Görev 1: Aşağıdaki veri satırlarında "Zoom in on the cab window here." ifadesinin geçtiği satırdan "414 734 655 793" ifadesinin geçtiği satıra kadar (o satır da dahil) olan kısmı, "taillight" yerine "tail lamp" koyarak yeniden yaz. Başka hiçbir şeyi değiştirme.

Verilen metin:
--------------------
Meşrutiyetin ilanından sonra, peş peşe gelen savaş yıllarında okuldan izin alan Tevfik Sağlam, savaşta ordu hekimi olarak görev yapmıştır. Birinci Dünya Savaşı’nın bitiminde İstanbul’a dönen Tevfik Sağlam, 1915 yılında Kolordu Sağlık işlerinin düzenlenmesinde başhekim olmuştur. Daha sonra da Üçüncü Orduda Sıhhıye Reisi olmuştur. 1918’de, Osmanlı Hükümeti ile Cenubi Kafkas hükümetleri arasındaki barış toplantılarında müzakerelerde görev almıştır. Aynı yıl Şark Ordular Grubu Müfettişliğine tayin edilmiştir.
Savaş sonrasında Tevfik Sağlam Gülhane Müdür ve Başhekimliğine ve aynı zamanda İç Hastalıkları Kliniği Profesörlüğüne tayin edilmiştir. 1919 yılında İstanbul’da çıkan veba salgınında Veba Komisyonu’nda çalışmıştır. 1920 yılında ise Askeri Tıbbıyeye Sıhhıye muallimliğine tayin edilmiştir.
Milli Mücadele sırasında İnebolu yoluyla Ankara’ya gelen Tevfik Sağlam, 1921 yılında Ankara’da Sıhhıye Müfettişi Umumiliğine getirilmiş, ancak bir yıl sonra istifa etmiş ve Ankara Hastaneleri Dahiliye ve İntaniye Şefliğine getirilmiştir.
1923 yılında Tevfik Sağlam İzmir’de hastane hizmeti verirken, Gülhane Hastanesi’nde dahiliye kliniğinde profesör olarak görev yapmağa başlamıştır. Ve 1924 yılında Gülhane’de başhekimlik makamına getirilmiştir
Cumhuriyet yıllarında onun birçok komisyonda görev aldığını görmekteyiz. Bunlar arasında Sıtma Savaş komisyonundaki görevi de sayılabilir. Sağlık Bakanı olan Refik Saydam’la birlikte bu komisyonda çalışmıştır.
--------------------
Görev 2: Tevfik Sağlam hakkındaki metni kaldığı yerden sürdür.

Alıştırma verileri:
--------------------
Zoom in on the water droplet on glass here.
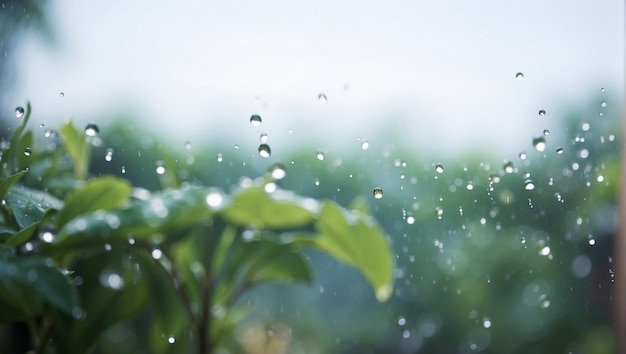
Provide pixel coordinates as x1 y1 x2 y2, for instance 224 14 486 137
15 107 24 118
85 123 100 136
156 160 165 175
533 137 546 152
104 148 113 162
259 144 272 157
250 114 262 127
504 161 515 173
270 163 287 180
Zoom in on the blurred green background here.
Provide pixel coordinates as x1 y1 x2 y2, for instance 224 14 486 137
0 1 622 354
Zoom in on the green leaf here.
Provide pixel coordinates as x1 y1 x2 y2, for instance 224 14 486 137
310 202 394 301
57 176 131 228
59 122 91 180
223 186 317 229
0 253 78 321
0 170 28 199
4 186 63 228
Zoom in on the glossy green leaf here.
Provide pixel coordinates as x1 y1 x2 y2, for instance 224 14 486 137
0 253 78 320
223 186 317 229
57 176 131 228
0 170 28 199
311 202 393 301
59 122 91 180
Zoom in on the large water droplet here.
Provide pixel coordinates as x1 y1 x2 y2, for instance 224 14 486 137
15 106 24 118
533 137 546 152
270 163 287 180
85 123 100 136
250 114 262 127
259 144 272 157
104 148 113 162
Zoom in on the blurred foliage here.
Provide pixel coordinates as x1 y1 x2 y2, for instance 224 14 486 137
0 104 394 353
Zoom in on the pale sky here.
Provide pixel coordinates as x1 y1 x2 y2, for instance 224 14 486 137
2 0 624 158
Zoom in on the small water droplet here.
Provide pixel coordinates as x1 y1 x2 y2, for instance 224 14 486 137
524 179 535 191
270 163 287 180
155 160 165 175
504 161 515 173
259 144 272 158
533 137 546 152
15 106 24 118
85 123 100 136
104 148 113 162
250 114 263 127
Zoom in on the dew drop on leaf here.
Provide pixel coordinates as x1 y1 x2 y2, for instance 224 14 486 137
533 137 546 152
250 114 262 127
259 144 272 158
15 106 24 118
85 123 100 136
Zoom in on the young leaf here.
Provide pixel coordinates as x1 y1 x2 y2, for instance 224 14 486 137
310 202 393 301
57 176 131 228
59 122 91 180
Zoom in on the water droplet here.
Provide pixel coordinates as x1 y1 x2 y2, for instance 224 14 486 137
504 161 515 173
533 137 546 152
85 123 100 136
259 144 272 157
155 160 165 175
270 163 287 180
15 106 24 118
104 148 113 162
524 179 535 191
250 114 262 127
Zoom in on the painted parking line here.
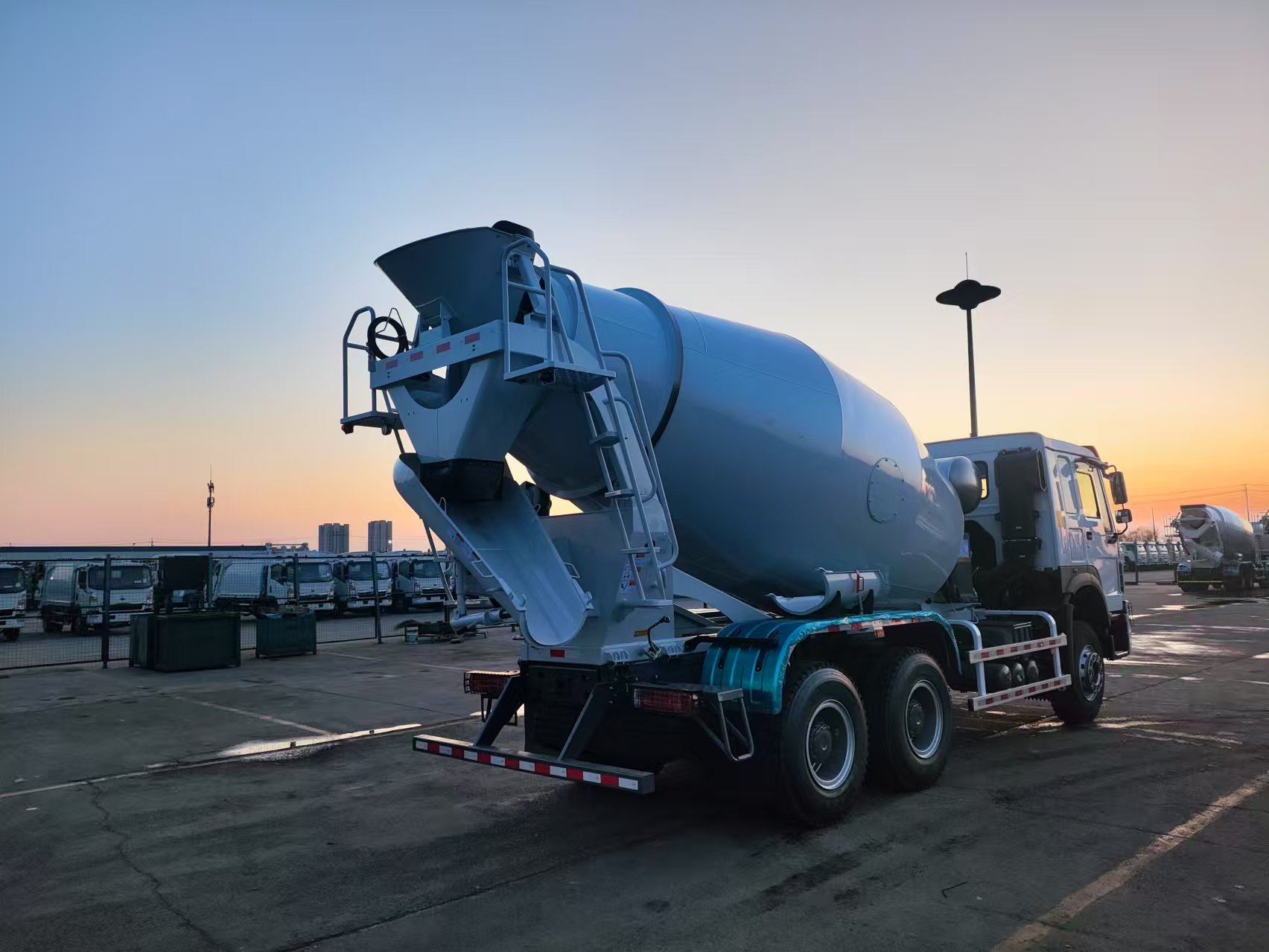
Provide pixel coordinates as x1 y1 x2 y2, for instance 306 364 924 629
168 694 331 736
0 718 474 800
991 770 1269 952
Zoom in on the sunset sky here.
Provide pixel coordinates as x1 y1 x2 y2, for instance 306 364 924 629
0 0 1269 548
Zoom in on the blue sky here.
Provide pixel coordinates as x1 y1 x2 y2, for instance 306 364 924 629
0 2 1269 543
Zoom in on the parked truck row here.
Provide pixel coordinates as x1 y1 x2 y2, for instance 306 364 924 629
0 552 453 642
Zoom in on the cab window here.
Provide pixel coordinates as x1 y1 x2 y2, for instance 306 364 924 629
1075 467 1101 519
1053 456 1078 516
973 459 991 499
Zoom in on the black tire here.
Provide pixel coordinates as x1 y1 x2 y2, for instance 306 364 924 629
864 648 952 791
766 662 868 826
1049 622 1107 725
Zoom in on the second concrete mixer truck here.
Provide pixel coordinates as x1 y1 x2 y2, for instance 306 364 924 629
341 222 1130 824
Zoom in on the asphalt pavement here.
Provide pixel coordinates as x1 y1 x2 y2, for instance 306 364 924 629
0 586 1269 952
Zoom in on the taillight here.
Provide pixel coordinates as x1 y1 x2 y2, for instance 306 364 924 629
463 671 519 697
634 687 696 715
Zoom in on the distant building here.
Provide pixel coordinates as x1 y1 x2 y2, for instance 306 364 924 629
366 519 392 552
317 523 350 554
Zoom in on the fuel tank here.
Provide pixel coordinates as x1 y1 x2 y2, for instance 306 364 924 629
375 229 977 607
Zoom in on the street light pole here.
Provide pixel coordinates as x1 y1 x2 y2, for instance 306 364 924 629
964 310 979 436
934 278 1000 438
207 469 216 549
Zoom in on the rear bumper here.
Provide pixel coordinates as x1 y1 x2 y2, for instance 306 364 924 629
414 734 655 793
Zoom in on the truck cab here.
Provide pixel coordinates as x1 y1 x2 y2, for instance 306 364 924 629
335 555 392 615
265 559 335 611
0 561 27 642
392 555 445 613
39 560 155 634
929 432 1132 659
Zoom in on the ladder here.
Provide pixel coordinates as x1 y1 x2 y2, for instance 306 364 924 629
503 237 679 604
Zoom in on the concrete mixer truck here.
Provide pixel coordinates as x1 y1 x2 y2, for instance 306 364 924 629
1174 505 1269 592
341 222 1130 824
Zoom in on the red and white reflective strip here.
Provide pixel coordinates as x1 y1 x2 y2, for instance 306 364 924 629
--------------------
Yazılı yanıt 1:
Zoom in on the cab window here.
Provide pixel coordinates as x1 y1 x2 y2, for instance 306 364 924 629
1075 467 1101 519
1053 456 1078 516
973 459 991 499
Zoom in on the black tire here.
Provide pixel coordinates as x1 y1 x2 y2, for instance 306 364 924 629
864 648 952 791
766 662 868 826
1049 622 1107 725
Zoom in on the second concrete mixer truck here.
Provide pixel coordinates as x1 y1 x2 y2, for instance 306 364 924 629
341 222 1130 824
Zoom in on the asphalt pavement here.
Provide pixel coordinates as x1 y1 x2 y2, for instance 306 364 924 629
0 586 1269 952
Zoom in on the tail lamp here.
Provide pixel coordinates as x1 y1 x2 y2, for instance 306 364 924 629
463 671 519 697
634 687 696 715
Zoom in on the distant building here.
Provide pixel coordinates as x1 y1 x2 y2, for instance 306 364 924 629
366 519 392 552
317 523 350 554
Zoom in on the fuel tank here.
Provide pixel coordinates as x1 y1 x2 y2, for instance 306 364 924 629
375 229 977 607
Zoom in on the street light pole here.
Provide pixel coordinates as x1 y1 x2 y2, for instance 306 364 924 629
964 310 979 436
934 278 1000 438
207 469 216 549
Zoom in on the rear bumper here.
Provide pixel coordinates as x1 y1 x2 y2, for instance 306 364 924 629
414 734 655 793

Yazılı yanıt 2:
Daha çok idareci olarak hizmet veren Tevfik Sağlam tıp fakültesinin yeniden yapılanmasında önemli rol oynamıştır. 1931’de Tıp Fakültesi dahiliye müderrisi, 1933’de darülfünun lağvedildiğinde Tıp Fakültesi dekanı olarak atanmıştır. Ayrıca İç Hastalıkları Kürsüsünü kurma işi ona verilmiştir. 1934 yılında üniversitedeki işinden ayrılan Tevfik Sağlam Haydarpaşa Nümune Hastanesi’nde iç hastalıkları mütehassısı olarak görev yapmıştır.
Tevfik Sağlam 1937’de Yüksek Sıhhat Şurasında görev almıştır. 1942 yılında ise İstanbul Üniversitesi’nde rektörlük görevini üstlenmiştir. 1946 yılında ise Üniversiteler arası kurulda görev almıştır.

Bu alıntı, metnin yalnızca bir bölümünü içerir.